WHAT IS REQUIRED –
Using the entries below, give the count of lines that hold "Target". Say nothing besides the number.

Point-per-instance localization data –

--- --- ---

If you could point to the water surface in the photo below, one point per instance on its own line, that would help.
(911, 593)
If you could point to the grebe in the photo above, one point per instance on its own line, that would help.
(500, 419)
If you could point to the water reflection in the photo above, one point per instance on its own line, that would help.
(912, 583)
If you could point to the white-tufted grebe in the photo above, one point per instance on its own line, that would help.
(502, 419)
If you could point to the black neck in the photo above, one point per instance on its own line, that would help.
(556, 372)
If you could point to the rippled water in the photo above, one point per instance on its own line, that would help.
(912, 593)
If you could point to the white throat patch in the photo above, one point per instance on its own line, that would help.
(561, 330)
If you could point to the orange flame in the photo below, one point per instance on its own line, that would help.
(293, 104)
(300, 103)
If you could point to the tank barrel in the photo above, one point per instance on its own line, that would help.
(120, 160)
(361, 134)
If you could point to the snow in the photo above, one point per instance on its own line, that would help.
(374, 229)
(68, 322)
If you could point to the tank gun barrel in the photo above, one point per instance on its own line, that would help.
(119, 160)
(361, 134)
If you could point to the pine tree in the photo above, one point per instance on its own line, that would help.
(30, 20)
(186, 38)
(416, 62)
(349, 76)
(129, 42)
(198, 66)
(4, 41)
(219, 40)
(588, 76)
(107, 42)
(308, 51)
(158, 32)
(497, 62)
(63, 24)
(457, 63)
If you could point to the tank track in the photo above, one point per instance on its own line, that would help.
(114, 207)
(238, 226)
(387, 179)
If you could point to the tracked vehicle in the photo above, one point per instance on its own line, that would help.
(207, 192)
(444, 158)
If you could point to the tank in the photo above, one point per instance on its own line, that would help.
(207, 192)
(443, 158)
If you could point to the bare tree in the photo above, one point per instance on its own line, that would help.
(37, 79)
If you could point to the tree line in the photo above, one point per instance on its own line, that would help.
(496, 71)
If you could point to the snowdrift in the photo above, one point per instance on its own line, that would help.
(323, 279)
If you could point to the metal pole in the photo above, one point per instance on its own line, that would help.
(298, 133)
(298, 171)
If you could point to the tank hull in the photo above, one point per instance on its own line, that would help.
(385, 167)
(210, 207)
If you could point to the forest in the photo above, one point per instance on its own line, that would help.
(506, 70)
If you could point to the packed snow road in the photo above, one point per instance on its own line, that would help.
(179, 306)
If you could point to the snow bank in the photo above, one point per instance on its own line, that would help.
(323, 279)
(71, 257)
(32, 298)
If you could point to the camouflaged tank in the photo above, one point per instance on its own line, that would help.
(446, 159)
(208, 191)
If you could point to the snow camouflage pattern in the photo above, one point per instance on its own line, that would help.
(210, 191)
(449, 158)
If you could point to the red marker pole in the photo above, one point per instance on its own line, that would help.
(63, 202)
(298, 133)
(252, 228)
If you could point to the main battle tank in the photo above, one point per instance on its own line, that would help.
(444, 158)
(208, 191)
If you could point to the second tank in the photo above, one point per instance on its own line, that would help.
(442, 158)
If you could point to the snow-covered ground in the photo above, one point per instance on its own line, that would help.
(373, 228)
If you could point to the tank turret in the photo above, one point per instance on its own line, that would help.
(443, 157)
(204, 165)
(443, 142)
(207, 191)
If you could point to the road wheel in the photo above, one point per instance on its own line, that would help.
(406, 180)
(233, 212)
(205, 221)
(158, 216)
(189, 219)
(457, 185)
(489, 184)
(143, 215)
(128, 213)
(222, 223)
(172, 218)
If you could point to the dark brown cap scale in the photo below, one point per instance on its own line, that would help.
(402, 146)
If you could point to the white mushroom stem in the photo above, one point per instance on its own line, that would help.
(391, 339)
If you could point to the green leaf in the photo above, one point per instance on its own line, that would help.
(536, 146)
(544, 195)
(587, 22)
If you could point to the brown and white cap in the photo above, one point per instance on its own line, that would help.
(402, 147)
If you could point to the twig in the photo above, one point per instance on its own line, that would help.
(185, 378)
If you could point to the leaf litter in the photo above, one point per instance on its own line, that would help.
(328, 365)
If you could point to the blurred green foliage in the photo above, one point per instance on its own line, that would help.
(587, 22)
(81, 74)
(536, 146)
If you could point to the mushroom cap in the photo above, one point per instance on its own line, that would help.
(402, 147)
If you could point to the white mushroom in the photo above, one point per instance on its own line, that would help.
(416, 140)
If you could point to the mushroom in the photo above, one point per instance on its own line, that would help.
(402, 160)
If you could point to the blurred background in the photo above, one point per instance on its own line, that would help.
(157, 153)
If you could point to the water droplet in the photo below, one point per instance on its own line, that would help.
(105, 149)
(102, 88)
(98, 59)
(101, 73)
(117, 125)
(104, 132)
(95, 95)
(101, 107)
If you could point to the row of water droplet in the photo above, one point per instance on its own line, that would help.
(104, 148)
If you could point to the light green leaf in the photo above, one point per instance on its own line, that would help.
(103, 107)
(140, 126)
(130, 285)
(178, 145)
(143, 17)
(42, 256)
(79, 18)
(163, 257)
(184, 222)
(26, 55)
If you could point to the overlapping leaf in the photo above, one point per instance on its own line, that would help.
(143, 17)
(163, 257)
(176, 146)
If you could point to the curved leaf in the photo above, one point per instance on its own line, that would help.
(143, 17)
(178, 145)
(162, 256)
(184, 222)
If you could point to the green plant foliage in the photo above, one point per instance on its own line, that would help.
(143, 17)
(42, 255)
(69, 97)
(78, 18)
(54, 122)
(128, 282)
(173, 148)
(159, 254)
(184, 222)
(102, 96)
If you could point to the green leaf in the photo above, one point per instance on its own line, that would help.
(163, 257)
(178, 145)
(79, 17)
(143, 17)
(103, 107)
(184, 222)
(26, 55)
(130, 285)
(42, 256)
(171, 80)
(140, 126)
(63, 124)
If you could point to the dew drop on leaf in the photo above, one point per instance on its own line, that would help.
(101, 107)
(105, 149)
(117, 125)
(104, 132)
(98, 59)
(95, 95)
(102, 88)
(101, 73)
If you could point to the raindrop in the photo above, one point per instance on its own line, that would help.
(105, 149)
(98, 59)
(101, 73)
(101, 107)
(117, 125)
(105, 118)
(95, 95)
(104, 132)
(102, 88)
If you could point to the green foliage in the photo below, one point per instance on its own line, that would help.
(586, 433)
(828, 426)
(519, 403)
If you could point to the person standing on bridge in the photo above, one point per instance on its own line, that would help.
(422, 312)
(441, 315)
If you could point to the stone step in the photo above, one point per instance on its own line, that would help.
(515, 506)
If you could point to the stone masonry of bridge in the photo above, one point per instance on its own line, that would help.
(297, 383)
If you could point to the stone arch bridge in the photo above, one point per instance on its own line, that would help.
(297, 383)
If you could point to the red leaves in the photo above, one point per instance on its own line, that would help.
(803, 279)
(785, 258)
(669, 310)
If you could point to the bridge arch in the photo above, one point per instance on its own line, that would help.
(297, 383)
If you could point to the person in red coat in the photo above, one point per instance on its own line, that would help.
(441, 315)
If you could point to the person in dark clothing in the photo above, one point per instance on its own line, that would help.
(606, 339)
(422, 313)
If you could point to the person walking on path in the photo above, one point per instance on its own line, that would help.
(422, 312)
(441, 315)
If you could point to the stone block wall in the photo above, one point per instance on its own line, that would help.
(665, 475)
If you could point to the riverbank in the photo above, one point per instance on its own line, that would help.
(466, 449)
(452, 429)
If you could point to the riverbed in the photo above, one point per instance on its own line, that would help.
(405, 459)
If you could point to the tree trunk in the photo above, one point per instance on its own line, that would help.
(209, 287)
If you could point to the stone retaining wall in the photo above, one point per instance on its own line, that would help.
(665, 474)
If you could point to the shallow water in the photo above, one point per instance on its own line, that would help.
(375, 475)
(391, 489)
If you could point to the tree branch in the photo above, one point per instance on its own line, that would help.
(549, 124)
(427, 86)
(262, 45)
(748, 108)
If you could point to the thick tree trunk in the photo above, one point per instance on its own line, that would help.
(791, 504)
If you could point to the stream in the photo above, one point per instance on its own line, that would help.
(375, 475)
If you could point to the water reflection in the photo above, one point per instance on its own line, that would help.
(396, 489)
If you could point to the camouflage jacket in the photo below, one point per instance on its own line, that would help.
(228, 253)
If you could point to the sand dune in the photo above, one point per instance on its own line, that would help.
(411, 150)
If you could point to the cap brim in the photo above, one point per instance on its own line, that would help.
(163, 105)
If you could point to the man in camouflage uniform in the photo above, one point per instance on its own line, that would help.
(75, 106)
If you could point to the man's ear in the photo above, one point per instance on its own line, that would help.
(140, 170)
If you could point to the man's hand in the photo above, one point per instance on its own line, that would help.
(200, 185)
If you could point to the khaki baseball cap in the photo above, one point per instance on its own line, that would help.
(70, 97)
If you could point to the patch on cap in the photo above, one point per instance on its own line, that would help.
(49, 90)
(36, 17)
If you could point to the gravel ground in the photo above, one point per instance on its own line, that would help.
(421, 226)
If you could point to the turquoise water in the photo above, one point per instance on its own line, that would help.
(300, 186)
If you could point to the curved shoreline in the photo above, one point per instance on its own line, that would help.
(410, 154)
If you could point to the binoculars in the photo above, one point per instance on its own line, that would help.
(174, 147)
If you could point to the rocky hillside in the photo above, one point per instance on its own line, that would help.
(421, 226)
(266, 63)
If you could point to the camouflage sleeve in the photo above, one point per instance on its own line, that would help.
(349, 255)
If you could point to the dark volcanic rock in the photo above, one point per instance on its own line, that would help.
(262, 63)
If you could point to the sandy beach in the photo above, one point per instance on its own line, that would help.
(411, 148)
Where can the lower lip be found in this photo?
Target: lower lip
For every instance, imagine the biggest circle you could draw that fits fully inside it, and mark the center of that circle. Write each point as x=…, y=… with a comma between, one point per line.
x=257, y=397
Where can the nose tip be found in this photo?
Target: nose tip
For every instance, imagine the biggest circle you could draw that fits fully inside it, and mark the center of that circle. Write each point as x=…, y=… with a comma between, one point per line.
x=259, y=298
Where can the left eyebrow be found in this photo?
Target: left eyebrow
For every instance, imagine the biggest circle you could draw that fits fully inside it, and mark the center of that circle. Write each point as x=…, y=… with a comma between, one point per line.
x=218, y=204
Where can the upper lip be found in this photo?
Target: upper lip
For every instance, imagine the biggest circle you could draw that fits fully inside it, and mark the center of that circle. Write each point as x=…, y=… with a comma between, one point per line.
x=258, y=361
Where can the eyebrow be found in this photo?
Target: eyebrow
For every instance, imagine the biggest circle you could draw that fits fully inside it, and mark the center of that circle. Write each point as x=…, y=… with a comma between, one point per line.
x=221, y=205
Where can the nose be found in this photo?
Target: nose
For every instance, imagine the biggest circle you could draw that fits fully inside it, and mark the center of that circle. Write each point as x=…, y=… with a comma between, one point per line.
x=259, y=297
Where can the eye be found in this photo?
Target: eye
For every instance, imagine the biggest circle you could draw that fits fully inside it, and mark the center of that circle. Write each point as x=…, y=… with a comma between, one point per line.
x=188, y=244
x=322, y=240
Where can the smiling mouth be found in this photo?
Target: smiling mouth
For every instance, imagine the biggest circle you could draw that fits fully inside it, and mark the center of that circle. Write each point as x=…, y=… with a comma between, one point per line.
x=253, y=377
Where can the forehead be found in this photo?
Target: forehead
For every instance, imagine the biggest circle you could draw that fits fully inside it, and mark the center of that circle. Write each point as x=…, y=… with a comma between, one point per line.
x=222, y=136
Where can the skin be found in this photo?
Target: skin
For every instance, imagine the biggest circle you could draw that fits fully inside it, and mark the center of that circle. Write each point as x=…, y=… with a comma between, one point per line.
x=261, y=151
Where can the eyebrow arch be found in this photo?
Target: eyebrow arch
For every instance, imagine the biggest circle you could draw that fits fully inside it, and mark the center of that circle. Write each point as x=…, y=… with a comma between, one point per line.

--- --- ---

RESPONSE TO THE EXERCISE –
11